GOAL: Reproduce, without any change, the rows from the line holding "Annotation task — tag each instance of the dense" through the line holding "pixel 303 149", inclusive.

RECORDS SHOWN:
====

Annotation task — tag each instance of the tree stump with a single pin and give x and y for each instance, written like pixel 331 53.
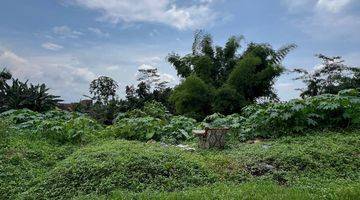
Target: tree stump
pixel 211 137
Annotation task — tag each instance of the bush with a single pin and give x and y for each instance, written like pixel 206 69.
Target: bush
pixel 77 130
pixel 178 129
pixel 299 116
pixel 141 128
pixel 56 126
pixel 228 101
pixel 192 98
pixel 126 165
pixel 156 109
pixel 21 95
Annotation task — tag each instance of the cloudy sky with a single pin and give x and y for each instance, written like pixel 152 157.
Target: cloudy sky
pixel 68 43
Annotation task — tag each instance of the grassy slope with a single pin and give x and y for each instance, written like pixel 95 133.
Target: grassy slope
pixel 320 165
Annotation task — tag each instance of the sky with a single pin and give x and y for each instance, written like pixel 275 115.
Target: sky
pixel 68 43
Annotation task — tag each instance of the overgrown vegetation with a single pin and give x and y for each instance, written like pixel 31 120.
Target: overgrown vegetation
pixel 139 148
pixel 18 95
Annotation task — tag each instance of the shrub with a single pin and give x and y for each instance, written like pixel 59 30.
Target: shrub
pixel 227 101
pixel 75 130
pixel 57 126
pixel 298 116
pixel 178 129
pixel 192 98
pixel 141 128
pixel 21 95
pixel 156 109
pixel 126 165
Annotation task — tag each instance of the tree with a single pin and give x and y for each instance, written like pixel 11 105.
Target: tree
pixel 151 78
pixel 211 64
pixel 151 87
pixel 227 100
pixel 255 73
pixel 103 89
pixel 332 77
pixel 250 75
pixel 19 95
pixel 192 98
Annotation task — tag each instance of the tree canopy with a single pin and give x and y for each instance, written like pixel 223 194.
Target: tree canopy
pixel 240 77
pixel 332 77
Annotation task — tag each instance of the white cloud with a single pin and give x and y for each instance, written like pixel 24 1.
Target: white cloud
pixel 52 46
pixel 8 58
pixel 98 32
pixel 167 77
pixel 61 73
pixel 325 19
pixel 66 32
pixel 333 6
pixel 112 68
pixel 163 76
pixel 146 67
pixel 157 11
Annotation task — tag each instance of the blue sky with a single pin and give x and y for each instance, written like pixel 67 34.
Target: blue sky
pixel 68 43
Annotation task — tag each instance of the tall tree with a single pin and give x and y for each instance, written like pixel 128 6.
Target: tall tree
pixel 103 89
pixel 332 77
pixel 242 78
pixel 18 95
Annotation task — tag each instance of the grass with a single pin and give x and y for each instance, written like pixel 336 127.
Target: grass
pixel 320 165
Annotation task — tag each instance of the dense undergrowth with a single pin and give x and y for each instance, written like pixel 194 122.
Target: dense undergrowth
pixel 303 149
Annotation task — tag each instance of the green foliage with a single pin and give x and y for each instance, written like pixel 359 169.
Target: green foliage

====

TASK RESULT:
Annotation task — tag each instance of the dense undergrowth with a single pin and give x and y for each instance, written like pixel 194 122.
Target: dense undergrowth
pixel 303 149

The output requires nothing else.